What to work on: All lines in the records that carry the string "luggage" are to be shown.

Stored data
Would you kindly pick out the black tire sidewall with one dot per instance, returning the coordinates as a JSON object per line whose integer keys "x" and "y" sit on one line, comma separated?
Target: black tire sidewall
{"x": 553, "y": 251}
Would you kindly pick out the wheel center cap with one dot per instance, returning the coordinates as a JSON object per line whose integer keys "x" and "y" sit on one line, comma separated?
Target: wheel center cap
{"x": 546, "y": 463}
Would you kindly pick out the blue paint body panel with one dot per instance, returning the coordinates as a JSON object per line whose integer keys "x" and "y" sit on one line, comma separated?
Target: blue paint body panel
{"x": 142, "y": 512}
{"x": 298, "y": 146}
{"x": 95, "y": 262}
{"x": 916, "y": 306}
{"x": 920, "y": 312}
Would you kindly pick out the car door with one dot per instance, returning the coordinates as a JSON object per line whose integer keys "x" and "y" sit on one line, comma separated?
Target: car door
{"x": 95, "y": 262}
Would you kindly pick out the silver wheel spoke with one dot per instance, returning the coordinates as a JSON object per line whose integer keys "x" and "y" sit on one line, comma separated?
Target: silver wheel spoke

--

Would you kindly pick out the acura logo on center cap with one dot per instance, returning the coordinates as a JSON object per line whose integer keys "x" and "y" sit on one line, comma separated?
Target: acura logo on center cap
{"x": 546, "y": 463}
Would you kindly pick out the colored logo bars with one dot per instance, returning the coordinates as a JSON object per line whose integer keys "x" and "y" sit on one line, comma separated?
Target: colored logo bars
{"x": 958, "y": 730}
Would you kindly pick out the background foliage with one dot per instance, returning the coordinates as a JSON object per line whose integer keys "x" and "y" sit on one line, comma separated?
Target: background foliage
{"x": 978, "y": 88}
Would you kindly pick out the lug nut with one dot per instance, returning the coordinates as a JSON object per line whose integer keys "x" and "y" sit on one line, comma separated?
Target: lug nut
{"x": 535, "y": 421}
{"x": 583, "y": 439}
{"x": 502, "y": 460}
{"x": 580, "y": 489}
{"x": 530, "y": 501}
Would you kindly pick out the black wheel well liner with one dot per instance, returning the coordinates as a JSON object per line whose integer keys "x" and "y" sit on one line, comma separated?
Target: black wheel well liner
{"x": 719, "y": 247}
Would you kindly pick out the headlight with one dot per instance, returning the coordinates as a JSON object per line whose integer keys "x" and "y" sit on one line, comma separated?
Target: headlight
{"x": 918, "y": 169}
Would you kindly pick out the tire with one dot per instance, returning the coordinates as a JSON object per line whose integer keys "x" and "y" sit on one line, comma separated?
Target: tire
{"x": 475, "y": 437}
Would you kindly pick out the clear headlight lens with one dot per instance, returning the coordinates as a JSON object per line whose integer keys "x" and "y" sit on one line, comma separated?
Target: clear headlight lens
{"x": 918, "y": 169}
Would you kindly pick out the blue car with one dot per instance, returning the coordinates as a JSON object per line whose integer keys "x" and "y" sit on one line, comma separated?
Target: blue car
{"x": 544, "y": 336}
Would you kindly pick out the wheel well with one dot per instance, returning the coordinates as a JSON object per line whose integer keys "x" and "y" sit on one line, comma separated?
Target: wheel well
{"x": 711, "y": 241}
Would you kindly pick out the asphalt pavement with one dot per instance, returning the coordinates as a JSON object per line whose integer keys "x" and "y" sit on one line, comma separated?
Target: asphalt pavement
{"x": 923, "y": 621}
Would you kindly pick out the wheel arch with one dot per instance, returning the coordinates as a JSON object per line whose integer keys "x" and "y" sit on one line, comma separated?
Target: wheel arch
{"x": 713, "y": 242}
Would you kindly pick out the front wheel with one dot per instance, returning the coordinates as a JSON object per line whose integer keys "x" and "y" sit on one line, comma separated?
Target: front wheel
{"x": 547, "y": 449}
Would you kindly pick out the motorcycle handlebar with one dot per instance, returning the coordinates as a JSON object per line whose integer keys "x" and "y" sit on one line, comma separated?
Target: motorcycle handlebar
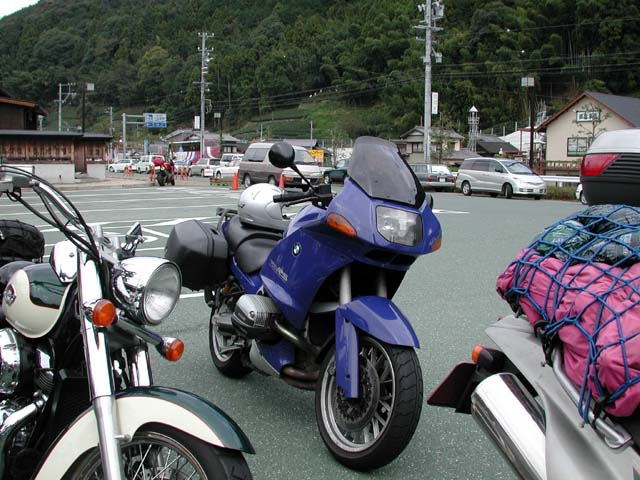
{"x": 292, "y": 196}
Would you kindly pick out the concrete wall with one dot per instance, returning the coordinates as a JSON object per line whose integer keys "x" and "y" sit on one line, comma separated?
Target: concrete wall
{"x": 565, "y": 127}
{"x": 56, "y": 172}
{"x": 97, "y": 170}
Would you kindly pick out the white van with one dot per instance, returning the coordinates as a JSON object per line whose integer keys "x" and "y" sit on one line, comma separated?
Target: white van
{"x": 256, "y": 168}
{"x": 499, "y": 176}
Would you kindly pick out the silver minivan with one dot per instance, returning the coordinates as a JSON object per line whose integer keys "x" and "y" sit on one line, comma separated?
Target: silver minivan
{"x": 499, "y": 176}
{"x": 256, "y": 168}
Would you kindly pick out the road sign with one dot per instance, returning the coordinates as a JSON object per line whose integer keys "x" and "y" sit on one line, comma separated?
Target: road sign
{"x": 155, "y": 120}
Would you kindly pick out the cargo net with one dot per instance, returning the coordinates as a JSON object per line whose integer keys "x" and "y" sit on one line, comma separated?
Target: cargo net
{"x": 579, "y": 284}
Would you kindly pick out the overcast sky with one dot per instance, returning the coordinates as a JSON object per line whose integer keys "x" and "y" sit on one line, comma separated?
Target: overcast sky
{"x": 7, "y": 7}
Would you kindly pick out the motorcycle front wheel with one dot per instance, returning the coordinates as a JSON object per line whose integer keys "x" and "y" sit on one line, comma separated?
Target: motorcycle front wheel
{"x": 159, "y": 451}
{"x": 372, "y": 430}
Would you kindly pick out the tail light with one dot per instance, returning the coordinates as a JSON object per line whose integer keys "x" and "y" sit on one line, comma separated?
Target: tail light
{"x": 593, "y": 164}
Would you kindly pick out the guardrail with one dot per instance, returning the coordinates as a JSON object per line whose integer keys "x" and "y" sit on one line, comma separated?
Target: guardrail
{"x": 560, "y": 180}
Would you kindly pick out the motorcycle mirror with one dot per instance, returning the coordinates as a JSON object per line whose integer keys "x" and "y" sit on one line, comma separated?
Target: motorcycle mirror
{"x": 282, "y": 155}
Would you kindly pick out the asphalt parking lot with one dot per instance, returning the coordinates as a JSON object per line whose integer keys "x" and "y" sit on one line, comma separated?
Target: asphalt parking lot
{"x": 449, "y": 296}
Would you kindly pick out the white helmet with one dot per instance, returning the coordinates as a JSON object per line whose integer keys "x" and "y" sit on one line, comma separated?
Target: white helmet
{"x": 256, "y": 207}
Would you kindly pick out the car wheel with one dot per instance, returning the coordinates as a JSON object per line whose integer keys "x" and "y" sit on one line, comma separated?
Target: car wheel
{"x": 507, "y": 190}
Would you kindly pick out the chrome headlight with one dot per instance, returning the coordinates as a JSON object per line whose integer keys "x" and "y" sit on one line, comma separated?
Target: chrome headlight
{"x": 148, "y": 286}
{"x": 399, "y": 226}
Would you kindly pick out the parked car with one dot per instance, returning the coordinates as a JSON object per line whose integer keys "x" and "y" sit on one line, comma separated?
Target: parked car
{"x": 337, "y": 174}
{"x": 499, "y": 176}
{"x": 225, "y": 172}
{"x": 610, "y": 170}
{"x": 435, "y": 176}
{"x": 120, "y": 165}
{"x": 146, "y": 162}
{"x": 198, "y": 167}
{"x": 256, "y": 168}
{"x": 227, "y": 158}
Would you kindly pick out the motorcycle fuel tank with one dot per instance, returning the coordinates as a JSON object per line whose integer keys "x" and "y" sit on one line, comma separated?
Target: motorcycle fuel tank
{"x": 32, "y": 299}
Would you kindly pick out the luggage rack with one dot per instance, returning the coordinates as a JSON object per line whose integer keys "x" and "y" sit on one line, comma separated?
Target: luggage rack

Your solution:
Would you kindly pick out the luggage rack with one dot per instance, returning the coordinates as a JSON object per line whose integer keys "x" and "y" sit on one line, comma separated?
Target: luggage rack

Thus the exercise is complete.